#### YOUR INSTRUCTIONS:
Repeat the whole listing exactly, leaving nothing out.

== Segment start ==

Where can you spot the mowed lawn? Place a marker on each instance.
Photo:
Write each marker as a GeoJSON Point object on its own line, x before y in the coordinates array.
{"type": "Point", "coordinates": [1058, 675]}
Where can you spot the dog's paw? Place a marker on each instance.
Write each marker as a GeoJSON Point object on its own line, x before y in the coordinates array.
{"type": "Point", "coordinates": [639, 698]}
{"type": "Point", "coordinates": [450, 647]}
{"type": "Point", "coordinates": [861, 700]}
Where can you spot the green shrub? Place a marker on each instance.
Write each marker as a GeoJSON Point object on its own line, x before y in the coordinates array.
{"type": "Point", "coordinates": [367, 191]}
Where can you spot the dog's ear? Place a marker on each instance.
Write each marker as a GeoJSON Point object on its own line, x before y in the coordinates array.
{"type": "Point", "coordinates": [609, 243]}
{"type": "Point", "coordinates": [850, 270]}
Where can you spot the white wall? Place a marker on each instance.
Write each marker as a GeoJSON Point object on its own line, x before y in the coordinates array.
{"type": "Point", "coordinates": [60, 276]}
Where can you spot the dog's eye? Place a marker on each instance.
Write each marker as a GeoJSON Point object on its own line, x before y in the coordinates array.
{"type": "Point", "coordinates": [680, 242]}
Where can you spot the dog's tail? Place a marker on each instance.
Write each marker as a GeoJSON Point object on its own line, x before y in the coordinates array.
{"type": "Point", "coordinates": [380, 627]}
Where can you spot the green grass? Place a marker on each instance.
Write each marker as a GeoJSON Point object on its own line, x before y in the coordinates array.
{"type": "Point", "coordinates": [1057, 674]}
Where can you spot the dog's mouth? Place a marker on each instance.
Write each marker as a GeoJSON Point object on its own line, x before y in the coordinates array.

== Segment end ==

#### TASK SOLUTION:
Where can you spot the mowed lawn? Place a marker on each instance.
Photo:
Write each marker as a GeoJSON Point object on its own line, x before y in the coordinates array.
{"type": "Point", "coordinates": [1058, 675]}
Where can you spot the dog's paw? Place a marker on each instance.
Write each marker as a GeoJSON Point object on its own line, x before y in the coordinates array.
{"type": "Point", "coordinates": [639, 698]}
{"type": "Point", "coordinates": [450, 647]}
{"type": "Point", "coordinates": [861, 700]}
Where can you spot the green shrub? Place a marker on each instance.
Write each marker as a GeoJSON Point object on its own line, x before y in the coordinates array.
{"type": "Point", "coordinates": [367, 191]}
Where can you spot the dog's ear? Place a marker on each instance.
Write each marker as a GeoJSON Point object on its own line, x before y in the coordinates array.
{"type": "Point", "coordinates": [609, 243]}
{"type": "Point", "coordinates": [850, 270]}
Where can you spot the white wall? Place a marker on each instance.
Write each marker as a GeoJSON Point object on its own line, x before y in the coordinates array.
{"type": "Point", "coordinates": [60, 276]}
Where can you spot the dog's eye? Place a marker on each instance.
Write each marker as a GeoJSON Point object on its own line, x before y in the coordinates array.
{"type": "Point", "coordinates": [680, 242]}
Where can you spot the dog's tail? Place a marker on each instance.
Write each marker as a GeoJSON Point object on its own line, x before y in the coordinates array.
{"type": "Point", "coordinates": [380, 627]}
Where can you spot the green grass? Place a marker on each instance.
Write each marker as a GeoJSON Point object on its own line, x before y in the coordinates array.
{"type": "Point", "coordinates": [1057, 674]}
Where can you spot the dog's mouth? Place a marker on each instance.
Write each marker as a GeoJSON Point object on its own line, x before y in the coordinates array.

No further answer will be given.